Kurze Aufgabe A. Wiederhole aus der Rezension zum Debütalbum der Pretenders wortgetreu den Teil, der mit den Worten „Aber dann kommt“ beginnt und mit „Chrissie Hyndes Gesang.“ endet.

Pretenders, 1979

Produzent/ Chris Thomas, Nick Lowe

Label/ Sire

Wer Ende der Siebziger in England auf Platz eins kommen wollte, musste Eklektizist sein, je cleverer desto smart. Originäres war nicht gefragt, zumindest nicht in den Top 10. Chrissie Hynde wusste das sehr genau, hatte sie doch auf ihrem Weg bereits genügend Experimente durchgemacht und kannte sich im Rock-Business aus.

Das Debütalbum der Pretenders wurde damals von der englischen Musikpresse fast ins Unermessliche als grossartige Mischung von alt/neu gelobt. Zunächst ist das mal Hard-Rock, wie er damals beim jugendlichen Publikum recht beliebt war. „Precious“, der Aufmacher, hat den nötigen Dampf und genügend Stakkato um Eintönigkeit zu umgehen, die folgenden Titel zeigen jedoch trotz dem Widerhaken im Musikus von Chrissie Hyndes spielender Stimme eine schwache Band. Wenn schon Hard-Rock, dann brauchts hier Phil May an der Gitarre oder Stewart Copeland am Schlagzeug, um den Karren aus dem Dreck zu ziehen.

Aber dann kommt „Stop Your Sobbing“, der alte Kinks-Titel und der erste Single-Hit der Pretenders markiert den Wendepunkt, hin zum wunderschönen Uuuh-Aaah-Pop, von dem ich bis heute nicht genug bekommen kann. „Stop Your Sobbing“ ist für mich eindeutig der Höhepunkt des Albums (Nick Lowe hatte hier kaum, mal viel die Hand im Spiel). „Kid“ hat ein überdeutliches Shadows-Intro, die Staubschicht der Nostalgie liegt nicht mehr allzu fern, und danach kommt so eine Mixtur aus verquirlter Patti Smith und steif geschlagener Police – und was an „Brass In The Pocket“ so toll sein soll, dass es in England zu einem Nummer 1 Hit wurde, weiss ich auch nicht. Immerhin überzeugt hier Chrissie Hyndes Gesang.

Das Debütalbum der Pretenders ist sicher kein grossartiges Meisterwerk, aber wenn ich mir den verschlafenen mädchenhaften Stil heutiger Sängerinnen anhöre, dann überzeugt mich Chrissie Hyndes Power allemal.

Bereitgestellte Auflistung.
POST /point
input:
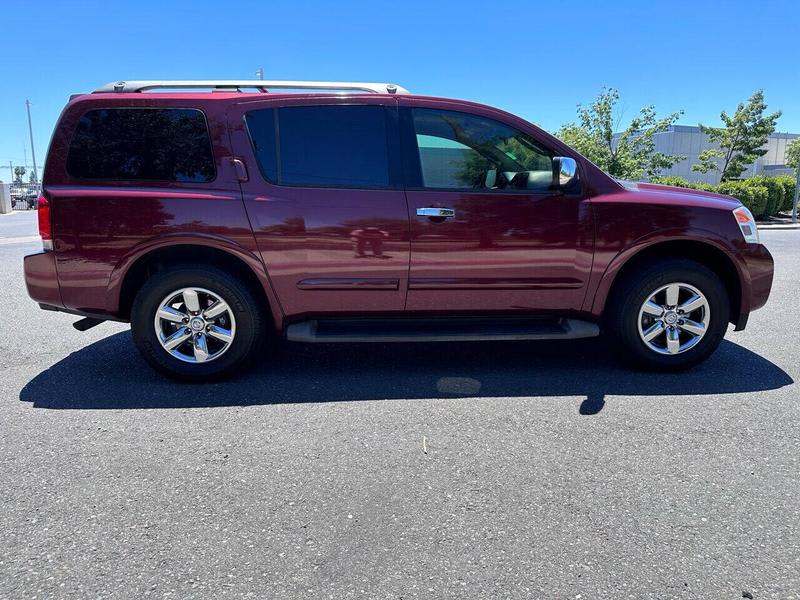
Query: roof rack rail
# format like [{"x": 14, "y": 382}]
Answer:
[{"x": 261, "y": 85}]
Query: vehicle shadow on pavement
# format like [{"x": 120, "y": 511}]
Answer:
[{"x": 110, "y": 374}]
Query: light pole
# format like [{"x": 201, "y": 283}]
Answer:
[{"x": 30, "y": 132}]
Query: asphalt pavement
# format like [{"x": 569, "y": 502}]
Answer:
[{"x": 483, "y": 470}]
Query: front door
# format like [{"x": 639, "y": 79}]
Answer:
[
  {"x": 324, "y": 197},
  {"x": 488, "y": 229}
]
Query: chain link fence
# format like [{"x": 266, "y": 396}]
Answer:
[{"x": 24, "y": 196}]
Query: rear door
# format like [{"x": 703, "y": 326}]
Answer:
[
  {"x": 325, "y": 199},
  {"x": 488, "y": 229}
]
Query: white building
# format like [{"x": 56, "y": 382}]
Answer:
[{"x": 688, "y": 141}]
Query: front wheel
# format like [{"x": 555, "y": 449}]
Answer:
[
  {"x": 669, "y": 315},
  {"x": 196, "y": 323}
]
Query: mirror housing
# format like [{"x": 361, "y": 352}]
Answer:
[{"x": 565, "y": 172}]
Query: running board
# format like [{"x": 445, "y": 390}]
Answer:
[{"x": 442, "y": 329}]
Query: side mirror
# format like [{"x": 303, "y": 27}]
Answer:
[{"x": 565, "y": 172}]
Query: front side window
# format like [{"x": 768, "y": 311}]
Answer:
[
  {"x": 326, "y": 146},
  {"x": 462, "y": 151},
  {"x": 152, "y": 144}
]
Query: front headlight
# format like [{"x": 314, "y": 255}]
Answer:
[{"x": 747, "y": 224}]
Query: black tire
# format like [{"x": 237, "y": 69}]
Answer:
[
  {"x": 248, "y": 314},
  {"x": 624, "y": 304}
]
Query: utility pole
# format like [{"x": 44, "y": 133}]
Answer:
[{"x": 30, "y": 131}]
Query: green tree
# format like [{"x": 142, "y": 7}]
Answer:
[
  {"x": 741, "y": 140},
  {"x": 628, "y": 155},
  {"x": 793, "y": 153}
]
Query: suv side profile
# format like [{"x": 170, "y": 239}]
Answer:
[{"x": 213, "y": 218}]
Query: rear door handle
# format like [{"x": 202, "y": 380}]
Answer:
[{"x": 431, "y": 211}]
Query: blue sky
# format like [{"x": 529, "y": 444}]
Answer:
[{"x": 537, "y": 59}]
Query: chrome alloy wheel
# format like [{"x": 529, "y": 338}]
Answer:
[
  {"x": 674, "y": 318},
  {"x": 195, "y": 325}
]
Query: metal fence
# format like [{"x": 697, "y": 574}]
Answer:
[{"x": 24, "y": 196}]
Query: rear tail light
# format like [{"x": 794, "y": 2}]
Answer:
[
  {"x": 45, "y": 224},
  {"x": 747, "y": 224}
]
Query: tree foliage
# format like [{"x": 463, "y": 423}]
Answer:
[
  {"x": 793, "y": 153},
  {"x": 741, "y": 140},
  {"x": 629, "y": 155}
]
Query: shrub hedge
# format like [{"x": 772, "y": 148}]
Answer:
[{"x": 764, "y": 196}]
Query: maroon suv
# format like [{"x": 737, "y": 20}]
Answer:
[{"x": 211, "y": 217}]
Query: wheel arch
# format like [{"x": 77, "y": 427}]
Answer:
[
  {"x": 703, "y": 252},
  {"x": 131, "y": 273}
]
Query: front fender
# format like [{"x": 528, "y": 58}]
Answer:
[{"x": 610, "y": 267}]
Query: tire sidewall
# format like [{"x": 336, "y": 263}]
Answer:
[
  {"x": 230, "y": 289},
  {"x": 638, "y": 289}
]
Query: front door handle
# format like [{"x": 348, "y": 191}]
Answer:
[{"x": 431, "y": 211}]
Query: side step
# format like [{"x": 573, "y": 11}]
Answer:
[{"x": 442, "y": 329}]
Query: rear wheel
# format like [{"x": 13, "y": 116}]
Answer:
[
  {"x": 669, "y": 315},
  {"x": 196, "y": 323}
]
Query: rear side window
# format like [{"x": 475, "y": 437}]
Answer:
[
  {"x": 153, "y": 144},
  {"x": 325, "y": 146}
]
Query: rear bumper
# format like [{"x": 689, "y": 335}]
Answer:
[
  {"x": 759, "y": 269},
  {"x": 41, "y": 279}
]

Kurze Aufgabe B. Ändere in der Auflistung den Abschnitt ab der Zeile mit „Query: rear side window“ bis zum Ende der Auflistung, indem du „rear bumper“ durch „back bumper“ ersetzt und alles andere unverändert lässt. Gib nur diesen Abschnitt aus.

Ergebnis A.
Aber dann kommt „Stop Your Sobbing“, der alte Kinks-Titel und der erste Single-Hit der Pretenders markiert den Wendepunkt, hin zum wunderschönen Uuuh-Aaah-Pop, von dem ich bis heute nicht genug bekommen kann. „Stop Your Sobbing“ ist für mich eindeutig der Höhepunkt des Albums (Nick Lowe hatte hier kaum, mal viel die Hand im Spiel). „Kid“ hat ein überdeutliches Shadows-Intro, die Staubschicht der Nostalgie liegt nicht mehr allzu fern, und danach kommt so eine Mixtur aus verquirlter Patti Smith und steif geschlagener Police – und was an „Brass In The Pocket“ so toll sein soll, dass es in England zu einem Nummer 1 Hit wurde, weiss ich auch nicht. Immerhin überzeugt hier Chrissie Hyndes Gesang.

Ergebnis B.
Query: rear side window
# format like [{"x": 475, "y": 437}]
Answer:
[
  {"x": 153, "y": 144},
  {"x": 325, "y": 146}
]
Query: back bumper
# format like [{"x": 689, "y": 335}]
Answer:
[
  {"x": 759, "y": 269},
  {"x": 41, "y": 279}
]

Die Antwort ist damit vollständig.